— Written exercise —
Render every line of the data below as a numbered list, skipping any blank lines and leaving the pictures out.

──────── Input material

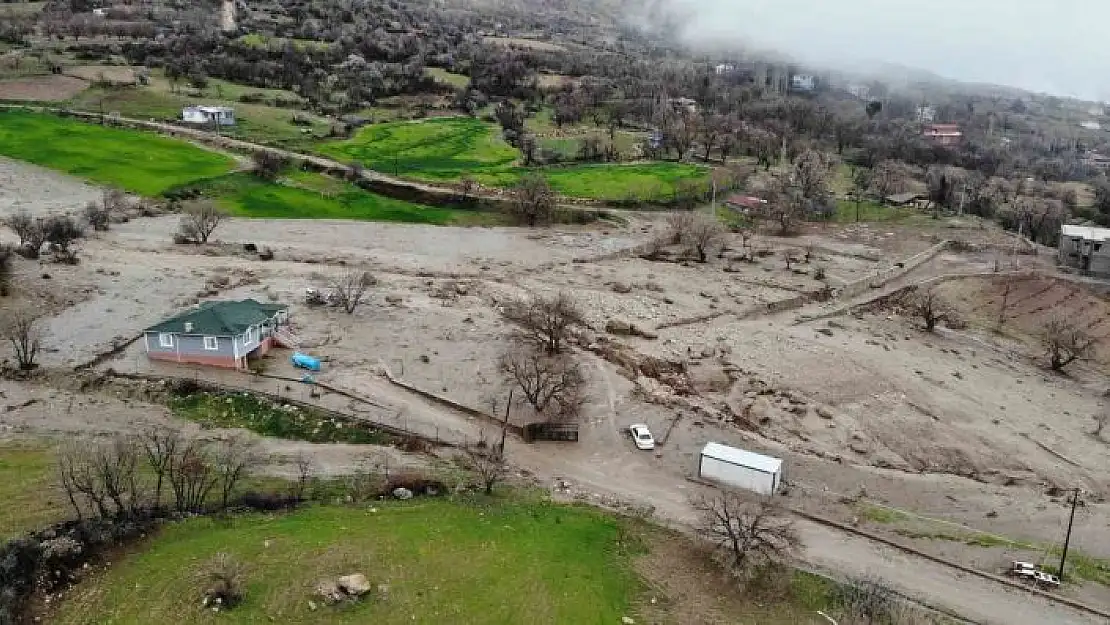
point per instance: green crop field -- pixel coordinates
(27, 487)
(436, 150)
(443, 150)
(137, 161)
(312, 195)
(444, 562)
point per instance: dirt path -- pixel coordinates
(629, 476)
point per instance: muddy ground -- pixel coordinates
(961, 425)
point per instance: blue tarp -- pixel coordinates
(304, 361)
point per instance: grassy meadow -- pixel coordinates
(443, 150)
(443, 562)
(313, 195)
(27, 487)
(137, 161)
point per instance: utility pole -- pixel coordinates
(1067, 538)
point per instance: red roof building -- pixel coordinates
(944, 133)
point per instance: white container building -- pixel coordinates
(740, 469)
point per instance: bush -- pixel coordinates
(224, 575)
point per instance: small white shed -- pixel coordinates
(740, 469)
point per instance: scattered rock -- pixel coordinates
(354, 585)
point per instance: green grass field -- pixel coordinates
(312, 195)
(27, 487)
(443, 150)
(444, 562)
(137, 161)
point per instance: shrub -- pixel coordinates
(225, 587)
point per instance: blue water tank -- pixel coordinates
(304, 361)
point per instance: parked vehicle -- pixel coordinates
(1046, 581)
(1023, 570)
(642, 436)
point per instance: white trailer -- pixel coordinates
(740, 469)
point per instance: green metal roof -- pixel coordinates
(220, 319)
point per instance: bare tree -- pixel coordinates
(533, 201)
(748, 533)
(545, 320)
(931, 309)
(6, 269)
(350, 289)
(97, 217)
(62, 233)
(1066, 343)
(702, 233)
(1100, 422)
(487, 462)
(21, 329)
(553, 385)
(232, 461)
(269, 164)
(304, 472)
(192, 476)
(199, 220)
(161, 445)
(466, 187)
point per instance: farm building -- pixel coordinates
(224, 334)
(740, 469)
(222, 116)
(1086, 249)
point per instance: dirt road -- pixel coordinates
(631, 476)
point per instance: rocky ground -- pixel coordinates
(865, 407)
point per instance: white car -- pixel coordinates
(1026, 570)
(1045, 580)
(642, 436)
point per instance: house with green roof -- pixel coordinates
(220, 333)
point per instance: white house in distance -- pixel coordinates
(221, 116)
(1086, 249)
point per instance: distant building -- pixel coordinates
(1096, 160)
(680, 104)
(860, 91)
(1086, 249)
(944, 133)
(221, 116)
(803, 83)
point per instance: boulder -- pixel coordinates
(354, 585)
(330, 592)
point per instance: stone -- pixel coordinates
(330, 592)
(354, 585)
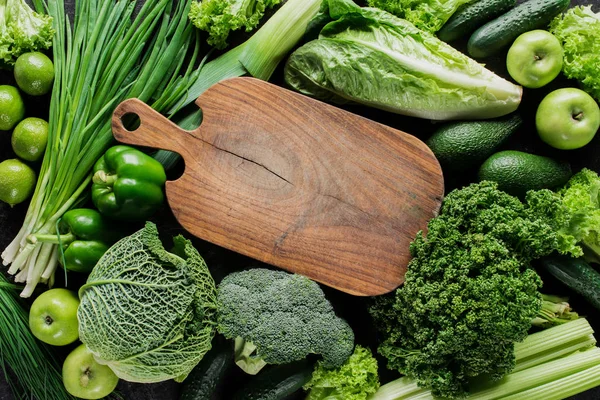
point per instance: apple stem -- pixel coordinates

────────────────

— Worked answer —
1. point per instance: green crop field -- pixel coordinates
2. (27, 487)
3. (436, 150)
4. (443, 150)
5. (137, 161)
6. (312, 195)
7. (444, 562)
8. point per instance: dirt path -- pixel coordinates
9. (629, 476)
10. point per instance: muddy ground -- pixel coordinates
11. (961, 425)
12. point per instance: blue tarp -- pixel coordinates
13. (304, 361)
14. point per instance: grassy meadow -- pixel coordinates
15. (443, 150)
16. (443, 562)
17. (313, 195)
18. (27, 487)
19. (137, 161)
20. point per instance: utility pole -- pixel coordinates
21. (1067, 538)
22. point per instance: red roof building -- pixel coordinates
23. (944, 133)
24. point per instance: white container building -- pixel coordinates
25. (740, 469)
26. point per instance: bush -- pixel coordinates
27. (224, 575)
28. point per instance: small white shed -- pixel coordinates
29. (740, 469)
30. point per instance: scattered rock -- pixel coordinates
31. (354, 585)
32. point per instance: green grass field -- pixel coordinates
33. (312, 195)
34. (27, 487)
35. (443, 150)
36. (444, 562)
37. (137, 161)
38. point per instance: shrub -- pixel coordinates
39. (225, 587)
40. point per instance: blue water tank -- pixel coordinates
41. (304, 361)
42. point per instance: parked vehicle -- pixel coordinates
43. (1046, 581)
44. (1023, 570)
45. (642, 436)
46. point per instance: white trailer -- pixel coordinates
47. (740, 469)
48. point per instance: green metal roof -- pixel coordinates
49. (220, 319)
50. point per instance: bare tree -- pixel coordinates
51. (533, 201)
52. (748, 533)
53. (545, 320)
54. (931, 309)
55. (6, 269)
56. (350, 289)
57. (97, 217)
58. (62, 233)
59. (1066, 343)
60. (702, 233)
61. (1100, 422)
62. (487, 462)
63. (21, 329)
64. (553, 385)
65. (232, 461)
66. (269, 164)
67. (304, 472)
68. (192, 476)
69. (199, 220)
70. (161, 445)
71. (466, 187)
72. point per instance: farm building -- pixel coordinates
73. (224, 334)
74. (740, 469)
75. (222, 116)
76. (1086, 249)
77. point per instance: dirt road -- pixel coordinates
78. (631, 476)
79. point per instance: rocky ground -- pixel coordinates
80. (865, 407)
81. point per instance: white car -- pixel coordinates
82. (1026, 570)
83. (1045, 580)
84. (642, 436)
85. point per instance: house with green roof -- pixel coordinates
86. (220, 333)
87. point per instance: white house in distance -- pixel coordinates
88. (221, 116)
89. (1086, 249)
90. point per instance: distant building -- pixel coordinates
91. (1096, 160)
92. (680, 104)
93. (860, 91)
94. (1086, 249)
95. (944, 133)
96. (221, 116)
97. (803, 83)
98. point per instance: boulder -- pixel coordinates
99. (354, 585)
100. (330, 592)
101. point per instance: stone -- pixel coordinates
102. (330, 592)
103. (354, 585)
104. point per instance: apple stem -- pixel coordinates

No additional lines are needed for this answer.